§ TASK REQUIREMENTS
Recast the rows below as a numbered list, starting from the line that contains "Labeling instructions: Locate the cloud" and continuing through the final row. Include both the starting line and the final row, and leave out any blank lines.

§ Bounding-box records
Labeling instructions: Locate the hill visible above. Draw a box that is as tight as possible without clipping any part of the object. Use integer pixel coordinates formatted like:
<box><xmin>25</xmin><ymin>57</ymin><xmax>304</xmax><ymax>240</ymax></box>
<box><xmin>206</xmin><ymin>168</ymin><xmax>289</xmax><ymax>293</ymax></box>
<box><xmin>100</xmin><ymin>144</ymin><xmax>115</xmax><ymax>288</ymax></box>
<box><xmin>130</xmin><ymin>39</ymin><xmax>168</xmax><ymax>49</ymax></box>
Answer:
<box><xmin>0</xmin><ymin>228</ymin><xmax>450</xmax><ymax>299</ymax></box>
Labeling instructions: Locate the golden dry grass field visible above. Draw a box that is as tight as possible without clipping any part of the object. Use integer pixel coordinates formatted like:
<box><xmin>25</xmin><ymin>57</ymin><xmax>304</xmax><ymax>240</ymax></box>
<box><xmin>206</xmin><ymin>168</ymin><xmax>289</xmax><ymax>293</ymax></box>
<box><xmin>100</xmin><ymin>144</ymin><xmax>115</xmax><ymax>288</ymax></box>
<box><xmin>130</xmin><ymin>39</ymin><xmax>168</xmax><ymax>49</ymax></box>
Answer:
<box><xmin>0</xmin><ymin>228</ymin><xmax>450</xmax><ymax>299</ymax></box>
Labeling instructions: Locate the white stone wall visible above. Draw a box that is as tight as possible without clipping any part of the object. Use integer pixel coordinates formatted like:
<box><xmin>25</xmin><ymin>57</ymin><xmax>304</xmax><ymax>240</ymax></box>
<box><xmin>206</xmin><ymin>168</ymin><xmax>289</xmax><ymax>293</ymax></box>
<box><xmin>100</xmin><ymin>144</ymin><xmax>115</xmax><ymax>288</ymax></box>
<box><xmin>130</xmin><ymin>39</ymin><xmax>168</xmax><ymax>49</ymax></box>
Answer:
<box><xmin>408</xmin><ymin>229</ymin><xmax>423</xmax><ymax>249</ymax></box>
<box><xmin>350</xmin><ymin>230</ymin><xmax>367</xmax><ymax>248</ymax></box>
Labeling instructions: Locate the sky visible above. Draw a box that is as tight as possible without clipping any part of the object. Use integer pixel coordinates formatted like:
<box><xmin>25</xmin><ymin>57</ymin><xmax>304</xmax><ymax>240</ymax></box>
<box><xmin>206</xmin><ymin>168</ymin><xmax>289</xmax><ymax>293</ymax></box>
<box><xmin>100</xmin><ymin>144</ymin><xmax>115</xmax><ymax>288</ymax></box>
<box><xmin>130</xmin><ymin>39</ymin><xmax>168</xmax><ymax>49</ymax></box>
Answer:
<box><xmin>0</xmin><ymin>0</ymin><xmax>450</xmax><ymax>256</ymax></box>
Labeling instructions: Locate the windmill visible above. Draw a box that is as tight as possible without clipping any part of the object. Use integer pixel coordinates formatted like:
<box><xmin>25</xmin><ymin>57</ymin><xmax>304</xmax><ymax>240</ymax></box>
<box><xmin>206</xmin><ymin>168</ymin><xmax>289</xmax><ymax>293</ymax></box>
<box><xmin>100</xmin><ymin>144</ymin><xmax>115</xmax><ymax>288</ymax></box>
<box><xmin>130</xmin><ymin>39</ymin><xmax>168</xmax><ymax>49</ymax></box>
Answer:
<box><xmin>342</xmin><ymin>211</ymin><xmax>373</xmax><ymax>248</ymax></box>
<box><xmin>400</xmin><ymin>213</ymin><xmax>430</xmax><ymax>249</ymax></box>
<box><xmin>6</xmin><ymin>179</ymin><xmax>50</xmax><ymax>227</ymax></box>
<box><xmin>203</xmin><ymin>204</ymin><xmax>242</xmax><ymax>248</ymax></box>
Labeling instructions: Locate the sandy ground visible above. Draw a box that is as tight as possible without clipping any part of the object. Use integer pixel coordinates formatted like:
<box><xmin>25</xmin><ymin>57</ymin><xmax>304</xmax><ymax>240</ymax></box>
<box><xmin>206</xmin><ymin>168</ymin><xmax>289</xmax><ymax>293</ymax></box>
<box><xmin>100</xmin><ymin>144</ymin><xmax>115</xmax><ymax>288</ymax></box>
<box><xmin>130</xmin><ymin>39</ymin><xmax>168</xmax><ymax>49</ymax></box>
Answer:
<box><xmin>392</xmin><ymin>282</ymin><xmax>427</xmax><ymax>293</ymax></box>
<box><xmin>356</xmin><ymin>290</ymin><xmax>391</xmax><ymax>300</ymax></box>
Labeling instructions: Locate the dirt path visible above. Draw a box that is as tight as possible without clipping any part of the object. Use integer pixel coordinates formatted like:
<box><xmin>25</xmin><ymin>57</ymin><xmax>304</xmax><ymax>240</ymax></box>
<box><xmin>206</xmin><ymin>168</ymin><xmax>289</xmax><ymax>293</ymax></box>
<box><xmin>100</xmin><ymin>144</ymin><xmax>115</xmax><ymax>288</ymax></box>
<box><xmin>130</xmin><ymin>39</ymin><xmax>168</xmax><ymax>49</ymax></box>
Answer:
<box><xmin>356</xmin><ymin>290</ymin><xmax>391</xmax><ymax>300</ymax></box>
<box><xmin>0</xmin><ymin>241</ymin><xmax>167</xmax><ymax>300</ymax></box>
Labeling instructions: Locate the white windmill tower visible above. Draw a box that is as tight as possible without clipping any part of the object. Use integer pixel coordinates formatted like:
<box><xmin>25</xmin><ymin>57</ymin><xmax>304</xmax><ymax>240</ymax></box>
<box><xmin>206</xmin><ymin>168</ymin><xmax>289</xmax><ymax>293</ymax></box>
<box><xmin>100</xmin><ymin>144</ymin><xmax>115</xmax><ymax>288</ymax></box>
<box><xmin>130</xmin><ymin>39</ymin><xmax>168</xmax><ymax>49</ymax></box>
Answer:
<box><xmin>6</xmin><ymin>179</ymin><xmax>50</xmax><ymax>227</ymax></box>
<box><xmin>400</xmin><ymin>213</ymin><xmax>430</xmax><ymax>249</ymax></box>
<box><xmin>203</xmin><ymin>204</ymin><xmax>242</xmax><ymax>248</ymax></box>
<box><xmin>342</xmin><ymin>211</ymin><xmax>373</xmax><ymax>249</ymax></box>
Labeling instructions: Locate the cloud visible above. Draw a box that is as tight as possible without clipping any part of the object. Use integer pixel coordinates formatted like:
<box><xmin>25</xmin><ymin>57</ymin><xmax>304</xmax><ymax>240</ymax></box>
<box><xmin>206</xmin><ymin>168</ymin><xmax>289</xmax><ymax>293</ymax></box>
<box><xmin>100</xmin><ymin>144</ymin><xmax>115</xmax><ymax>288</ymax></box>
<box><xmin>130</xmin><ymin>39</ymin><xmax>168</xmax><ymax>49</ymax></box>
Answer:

§ TASK SOLUTION
1. Labeling instructions: Locate the cloud visible above. Draw a box that is as tight as possible without clipping any part of the object. Use integer pixel coordinates formatted like:
2. <box><xmin>25</xmin><ymin>57</ymin><xmax>304</xmax><ymax>240</ymax></box>
3. <box><xmin>206</xmin><ymin>168</ymin><xmax>289</xmax><ymax>293</ymax></box>
4. <box><xmin>100</xmin><ymin>144</ymin><xmax>115</xmax><ymax>288</ymax></box>
5. <box><xmin>130</xmin><ymin>39</ymin><xmax>168</xmax><ymax>49</ymax></box>
6. Answer:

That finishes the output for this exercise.